A Second Chance
In September 2006, several years after my mother died, I moved in with my dad so he could stay in the house they had shared for many years. Dad had been diagnosed with type 2 diabetes in 1982 and at that time began taking pills to regulate his blood glucose. In 1990, he had moved on to insulin.
One Sunday morning we were preparing to go out to breakfast. I was talking to my daughter on my cell phone, arranging for her to meet us, when I discovered Dad lying across his bed. He appeared to be unconscious and convulsive, so I immediately called 911. The emergency team found him in a diabetic coma with a blood glucose of 23 and rushed him to the emergency room.
It turned out that Dad had tested his blood glucose, taken his insulin, and was in the process of getting dressed for breakfast when he passed out.
We met with a diabetes educator who told Dad he needed to change his lifestyle. After returning home from that meeting, I made an outline of what food options he had for each meal and set the meal plan on the kitchen table. Because he prepared most of his own meals, it was important that Dad understood what he could eat.
--------
Write a continuation of the account of the father's diabetes, starting right after its last sentence. The records that follow were taken from a different source.
--------
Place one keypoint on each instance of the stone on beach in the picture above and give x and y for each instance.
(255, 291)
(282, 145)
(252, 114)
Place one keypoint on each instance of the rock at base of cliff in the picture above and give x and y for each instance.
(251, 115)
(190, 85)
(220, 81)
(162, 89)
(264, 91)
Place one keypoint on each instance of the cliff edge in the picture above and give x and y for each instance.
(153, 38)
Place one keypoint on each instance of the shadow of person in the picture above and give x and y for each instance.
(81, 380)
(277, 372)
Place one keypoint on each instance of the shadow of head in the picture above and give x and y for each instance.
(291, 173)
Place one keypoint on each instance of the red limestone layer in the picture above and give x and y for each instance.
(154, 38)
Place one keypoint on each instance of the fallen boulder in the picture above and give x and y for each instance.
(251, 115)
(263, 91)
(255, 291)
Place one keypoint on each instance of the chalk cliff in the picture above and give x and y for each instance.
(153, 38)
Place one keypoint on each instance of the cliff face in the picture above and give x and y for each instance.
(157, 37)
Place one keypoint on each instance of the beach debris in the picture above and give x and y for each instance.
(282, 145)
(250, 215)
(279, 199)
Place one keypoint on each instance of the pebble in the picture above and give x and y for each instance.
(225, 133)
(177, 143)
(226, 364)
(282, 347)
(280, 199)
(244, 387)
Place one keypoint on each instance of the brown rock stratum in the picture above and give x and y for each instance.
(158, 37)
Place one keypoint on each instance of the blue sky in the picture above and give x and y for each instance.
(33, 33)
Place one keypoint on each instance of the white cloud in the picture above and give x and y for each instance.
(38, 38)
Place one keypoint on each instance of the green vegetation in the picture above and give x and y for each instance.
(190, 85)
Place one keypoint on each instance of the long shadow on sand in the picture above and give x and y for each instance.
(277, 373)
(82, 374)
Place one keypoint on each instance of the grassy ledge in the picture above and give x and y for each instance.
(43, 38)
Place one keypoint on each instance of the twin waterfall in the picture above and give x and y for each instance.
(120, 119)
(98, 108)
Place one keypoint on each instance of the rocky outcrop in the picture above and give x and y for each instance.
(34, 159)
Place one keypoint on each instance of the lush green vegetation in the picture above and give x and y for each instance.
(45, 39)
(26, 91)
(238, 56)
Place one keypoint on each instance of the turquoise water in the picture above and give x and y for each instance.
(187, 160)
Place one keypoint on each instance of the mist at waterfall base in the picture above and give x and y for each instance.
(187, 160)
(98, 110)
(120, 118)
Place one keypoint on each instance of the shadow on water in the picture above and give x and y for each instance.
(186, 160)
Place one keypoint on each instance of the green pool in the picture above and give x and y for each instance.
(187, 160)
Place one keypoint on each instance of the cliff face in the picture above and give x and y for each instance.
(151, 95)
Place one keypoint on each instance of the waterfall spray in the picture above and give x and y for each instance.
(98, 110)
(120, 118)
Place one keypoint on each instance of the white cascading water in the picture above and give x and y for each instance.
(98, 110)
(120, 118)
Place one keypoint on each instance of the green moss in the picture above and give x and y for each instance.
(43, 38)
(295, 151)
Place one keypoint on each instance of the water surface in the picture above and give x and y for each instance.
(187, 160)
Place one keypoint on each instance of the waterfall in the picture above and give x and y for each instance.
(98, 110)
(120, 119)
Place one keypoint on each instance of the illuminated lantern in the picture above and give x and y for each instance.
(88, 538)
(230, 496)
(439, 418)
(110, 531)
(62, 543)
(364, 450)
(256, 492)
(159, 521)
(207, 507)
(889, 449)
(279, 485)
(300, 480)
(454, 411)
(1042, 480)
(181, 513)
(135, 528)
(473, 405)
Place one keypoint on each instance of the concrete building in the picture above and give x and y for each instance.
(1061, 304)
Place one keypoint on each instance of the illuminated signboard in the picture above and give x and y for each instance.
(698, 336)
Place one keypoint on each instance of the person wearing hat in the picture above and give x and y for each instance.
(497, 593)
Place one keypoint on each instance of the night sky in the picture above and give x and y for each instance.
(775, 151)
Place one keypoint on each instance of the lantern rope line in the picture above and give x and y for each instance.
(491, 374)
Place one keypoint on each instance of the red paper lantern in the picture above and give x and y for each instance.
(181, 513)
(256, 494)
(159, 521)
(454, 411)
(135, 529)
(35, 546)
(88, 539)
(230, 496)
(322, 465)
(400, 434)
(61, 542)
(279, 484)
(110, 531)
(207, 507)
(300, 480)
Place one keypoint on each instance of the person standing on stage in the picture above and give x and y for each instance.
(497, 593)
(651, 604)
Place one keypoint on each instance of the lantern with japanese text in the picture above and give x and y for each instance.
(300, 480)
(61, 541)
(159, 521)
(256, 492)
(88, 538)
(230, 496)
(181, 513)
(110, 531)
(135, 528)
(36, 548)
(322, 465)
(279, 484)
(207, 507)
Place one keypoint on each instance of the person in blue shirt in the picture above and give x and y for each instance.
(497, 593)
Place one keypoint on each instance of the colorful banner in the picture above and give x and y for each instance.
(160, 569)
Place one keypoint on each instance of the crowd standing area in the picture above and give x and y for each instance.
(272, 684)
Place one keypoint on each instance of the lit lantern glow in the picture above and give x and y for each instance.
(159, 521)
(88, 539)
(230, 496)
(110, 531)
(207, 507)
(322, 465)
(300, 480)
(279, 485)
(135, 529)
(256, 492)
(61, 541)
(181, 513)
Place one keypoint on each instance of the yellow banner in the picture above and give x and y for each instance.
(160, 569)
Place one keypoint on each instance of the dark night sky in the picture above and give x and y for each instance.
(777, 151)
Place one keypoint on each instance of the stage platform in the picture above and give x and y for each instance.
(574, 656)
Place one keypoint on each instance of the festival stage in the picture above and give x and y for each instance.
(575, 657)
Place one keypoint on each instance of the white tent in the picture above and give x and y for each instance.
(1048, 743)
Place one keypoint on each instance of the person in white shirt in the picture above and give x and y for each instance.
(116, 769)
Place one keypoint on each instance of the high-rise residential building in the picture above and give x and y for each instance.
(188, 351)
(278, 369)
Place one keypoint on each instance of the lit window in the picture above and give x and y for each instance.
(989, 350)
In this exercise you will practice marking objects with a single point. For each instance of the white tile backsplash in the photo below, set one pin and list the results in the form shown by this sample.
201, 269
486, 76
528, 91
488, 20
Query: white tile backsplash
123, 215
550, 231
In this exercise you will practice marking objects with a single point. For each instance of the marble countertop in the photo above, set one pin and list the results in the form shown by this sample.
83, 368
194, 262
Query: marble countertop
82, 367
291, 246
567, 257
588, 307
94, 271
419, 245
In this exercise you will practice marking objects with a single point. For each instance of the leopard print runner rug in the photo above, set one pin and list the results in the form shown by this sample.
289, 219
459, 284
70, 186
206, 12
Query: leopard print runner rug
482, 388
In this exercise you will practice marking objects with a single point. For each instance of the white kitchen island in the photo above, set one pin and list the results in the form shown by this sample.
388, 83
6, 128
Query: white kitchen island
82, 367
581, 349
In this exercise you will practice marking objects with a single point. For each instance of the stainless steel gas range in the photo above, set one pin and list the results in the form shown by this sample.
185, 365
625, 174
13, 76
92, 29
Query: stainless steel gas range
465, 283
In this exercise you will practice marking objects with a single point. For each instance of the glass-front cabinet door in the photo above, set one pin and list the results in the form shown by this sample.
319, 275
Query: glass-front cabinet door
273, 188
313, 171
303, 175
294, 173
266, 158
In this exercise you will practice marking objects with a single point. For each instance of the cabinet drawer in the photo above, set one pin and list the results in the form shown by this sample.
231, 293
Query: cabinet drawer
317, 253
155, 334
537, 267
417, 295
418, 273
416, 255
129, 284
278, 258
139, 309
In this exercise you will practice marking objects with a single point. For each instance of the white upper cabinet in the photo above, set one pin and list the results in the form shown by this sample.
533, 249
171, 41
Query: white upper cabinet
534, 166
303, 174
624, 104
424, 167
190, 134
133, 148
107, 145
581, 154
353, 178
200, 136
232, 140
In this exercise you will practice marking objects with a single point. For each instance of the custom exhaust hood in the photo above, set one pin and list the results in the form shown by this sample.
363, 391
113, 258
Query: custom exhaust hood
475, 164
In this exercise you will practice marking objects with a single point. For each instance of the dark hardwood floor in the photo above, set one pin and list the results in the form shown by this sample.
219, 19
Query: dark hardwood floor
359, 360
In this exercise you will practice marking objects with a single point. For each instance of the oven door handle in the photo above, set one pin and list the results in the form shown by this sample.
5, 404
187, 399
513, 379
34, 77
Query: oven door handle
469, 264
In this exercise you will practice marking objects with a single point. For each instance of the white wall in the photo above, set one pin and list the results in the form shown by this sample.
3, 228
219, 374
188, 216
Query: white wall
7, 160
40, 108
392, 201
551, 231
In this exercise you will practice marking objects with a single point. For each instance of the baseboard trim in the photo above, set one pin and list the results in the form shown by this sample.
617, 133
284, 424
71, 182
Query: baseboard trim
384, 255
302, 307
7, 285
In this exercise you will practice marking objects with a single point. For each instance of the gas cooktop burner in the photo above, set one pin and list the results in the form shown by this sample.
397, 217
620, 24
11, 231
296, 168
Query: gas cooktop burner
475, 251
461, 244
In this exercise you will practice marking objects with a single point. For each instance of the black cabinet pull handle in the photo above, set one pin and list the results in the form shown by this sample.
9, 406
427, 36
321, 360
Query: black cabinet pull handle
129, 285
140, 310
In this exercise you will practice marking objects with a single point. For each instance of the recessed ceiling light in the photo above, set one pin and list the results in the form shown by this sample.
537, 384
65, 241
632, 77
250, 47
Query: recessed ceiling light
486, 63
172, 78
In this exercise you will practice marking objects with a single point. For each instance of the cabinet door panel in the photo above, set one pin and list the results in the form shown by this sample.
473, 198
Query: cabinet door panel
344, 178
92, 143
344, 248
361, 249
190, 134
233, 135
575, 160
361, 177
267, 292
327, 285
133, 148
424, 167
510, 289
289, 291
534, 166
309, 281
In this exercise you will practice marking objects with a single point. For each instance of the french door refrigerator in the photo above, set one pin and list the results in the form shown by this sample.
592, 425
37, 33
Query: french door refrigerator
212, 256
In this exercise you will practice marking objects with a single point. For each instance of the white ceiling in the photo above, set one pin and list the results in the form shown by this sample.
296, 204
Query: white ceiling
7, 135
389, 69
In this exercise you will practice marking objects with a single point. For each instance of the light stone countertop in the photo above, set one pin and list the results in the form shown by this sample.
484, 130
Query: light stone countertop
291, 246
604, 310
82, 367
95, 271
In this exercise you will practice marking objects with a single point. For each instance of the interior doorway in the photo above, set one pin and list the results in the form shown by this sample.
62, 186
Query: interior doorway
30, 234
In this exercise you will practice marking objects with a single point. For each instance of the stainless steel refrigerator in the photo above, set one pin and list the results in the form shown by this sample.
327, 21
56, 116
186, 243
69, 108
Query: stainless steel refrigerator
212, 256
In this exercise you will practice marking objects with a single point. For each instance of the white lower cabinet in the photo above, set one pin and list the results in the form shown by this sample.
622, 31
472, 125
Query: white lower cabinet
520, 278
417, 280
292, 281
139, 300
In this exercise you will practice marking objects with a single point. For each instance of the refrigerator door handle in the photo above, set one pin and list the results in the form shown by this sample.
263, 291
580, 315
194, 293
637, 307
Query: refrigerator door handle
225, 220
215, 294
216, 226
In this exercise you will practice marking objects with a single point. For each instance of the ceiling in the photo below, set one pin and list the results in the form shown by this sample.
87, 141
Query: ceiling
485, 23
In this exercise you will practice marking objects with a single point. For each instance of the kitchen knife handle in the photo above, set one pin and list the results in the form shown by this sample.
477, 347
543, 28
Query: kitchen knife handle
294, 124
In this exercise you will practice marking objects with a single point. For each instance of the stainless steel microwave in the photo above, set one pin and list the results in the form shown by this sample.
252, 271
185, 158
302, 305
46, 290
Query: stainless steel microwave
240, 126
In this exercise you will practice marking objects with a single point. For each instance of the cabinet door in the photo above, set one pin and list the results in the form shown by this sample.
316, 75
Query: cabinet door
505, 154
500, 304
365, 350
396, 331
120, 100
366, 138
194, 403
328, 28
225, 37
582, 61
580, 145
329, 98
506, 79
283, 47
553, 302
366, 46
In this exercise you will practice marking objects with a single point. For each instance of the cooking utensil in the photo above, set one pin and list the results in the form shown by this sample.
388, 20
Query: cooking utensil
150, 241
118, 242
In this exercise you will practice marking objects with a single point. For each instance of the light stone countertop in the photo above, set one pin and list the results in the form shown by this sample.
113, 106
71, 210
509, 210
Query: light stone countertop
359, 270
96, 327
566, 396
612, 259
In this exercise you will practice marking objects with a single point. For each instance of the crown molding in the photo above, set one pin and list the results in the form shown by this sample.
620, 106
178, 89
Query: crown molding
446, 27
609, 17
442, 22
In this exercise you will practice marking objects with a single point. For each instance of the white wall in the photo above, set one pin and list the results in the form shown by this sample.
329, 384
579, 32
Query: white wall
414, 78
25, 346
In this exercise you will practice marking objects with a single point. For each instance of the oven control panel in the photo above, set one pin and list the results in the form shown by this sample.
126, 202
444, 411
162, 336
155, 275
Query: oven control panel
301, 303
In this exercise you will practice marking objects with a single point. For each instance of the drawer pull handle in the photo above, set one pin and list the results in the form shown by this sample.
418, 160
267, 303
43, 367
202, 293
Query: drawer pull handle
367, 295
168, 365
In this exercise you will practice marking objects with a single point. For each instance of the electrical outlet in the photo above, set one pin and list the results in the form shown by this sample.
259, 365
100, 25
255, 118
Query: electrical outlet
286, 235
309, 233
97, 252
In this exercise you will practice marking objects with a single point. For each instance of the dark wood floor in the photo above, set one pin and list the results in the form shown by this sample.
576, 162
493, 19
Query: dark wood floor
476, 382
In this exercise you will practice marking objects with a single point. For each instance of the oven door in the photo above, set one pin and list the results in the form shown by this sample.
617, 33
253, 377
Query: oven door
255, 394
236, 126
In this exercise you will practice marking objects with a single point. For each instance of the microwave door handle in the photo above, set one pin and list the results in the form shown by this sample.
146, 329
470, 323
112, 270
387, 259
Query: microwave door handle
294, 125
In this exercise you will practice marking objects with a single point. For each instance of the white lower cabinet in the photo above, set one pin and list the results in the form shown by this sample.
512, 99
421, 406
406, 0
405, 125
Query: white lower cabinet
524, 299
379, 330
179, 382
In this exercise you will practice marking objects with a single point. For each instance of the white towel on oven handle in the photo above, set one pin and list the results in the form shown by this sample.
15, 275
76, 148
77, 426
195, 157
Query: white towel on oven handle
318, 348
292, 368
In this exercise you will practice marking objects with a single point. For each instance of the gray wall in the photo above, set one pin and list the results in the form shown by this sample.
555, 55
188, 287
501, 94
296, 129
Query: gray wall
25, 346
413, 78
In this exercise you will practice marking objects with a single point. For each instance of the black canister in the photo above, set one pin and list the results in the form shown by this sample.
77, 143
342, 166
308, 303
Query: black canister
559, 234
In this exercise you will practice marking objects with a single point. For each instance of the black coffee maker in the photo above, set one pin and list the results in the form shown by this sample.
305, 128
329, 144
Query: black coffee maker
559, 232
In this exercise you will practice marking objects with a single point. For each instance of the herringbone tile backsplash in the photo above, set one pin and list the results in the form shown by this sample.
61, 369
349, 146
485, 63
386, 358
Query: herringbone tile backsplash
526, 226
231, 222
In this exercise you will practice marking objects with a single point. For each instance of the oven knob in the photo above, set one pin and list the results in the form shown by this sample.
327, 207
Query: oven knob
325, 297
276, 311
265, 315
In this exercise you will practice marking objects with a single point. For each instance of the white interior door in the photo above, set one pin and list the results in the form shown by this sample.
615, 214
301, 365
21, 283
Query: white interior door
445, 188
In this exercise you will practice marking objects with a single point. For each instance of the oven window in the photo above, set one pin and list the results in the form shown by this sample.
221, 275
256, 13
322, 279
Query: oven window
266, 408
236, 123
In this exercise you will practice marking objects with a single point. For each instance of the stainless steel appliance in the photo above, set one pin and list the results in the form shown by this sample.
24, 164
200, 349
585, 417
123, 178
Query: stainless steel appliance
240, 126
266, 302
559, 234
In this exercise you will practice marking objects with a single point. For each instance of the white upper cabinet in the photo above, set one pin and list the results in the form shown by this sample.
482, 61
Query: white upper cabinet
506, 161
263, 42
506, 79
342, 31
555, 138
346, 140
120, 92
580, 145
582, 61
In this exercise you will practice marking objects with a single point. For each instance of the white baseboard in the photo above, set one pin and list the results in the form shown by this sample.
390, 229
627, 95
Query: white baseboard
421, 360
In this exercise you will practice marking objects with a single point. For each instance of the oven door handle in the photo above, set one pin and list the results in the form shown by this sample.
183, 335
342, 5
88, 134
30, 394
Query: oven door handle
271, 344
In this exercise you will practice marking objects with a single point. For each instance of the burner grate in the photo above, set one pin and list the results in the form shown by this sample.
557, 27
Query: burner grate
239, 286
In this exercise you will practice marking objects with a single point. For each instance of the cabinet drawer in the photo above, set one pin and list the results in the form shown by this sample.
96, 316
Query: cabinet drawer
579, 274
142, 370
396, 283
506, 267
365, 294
--------
- Answer below -
The next morning I walked into the kitchen. Dad was standing by the table looking at his new food plan. He could no longer have his breakfast glass of orange juice, and the cereal he normally enjoyed for breakfast was now relegated to an evening snack. Unfortunately, none of his new breakfast options appealed to him. I could tell by the look on his face that he was realizing what a tough road lay ahead.
And yet he has risen to that challenge, and others: All my life I've known Dad to be an active outdoorsman, and it's been difficult for him in recent years with the severe pain in his hips and legs that he's been experiencing. I know it's hard for him to not be able to walk and exercise outdoors as intensely as he used to. But he now gets exercise by riding his stationary bike, or going on short walks. While I know it is challenging for him, the slow but steady exercise regimen combined with his diet plan has been working. In just a few months, Dad has lost 15 pounds.
Every night around dinnertime, Dad and his 90-year-old sister talk on the phone. When I hear him tell her what he had for dinner or how far he walked that day, I can hear the pride in his voice. At 85 years old—and while still dealing with the loss of my mother—my dad is taking on a tough new challenge, and getting a second chance at a healthy life.
Edie Dykeman is a freelance writer currently living with her father, Lloyd Monroe, in Williamston, Mich.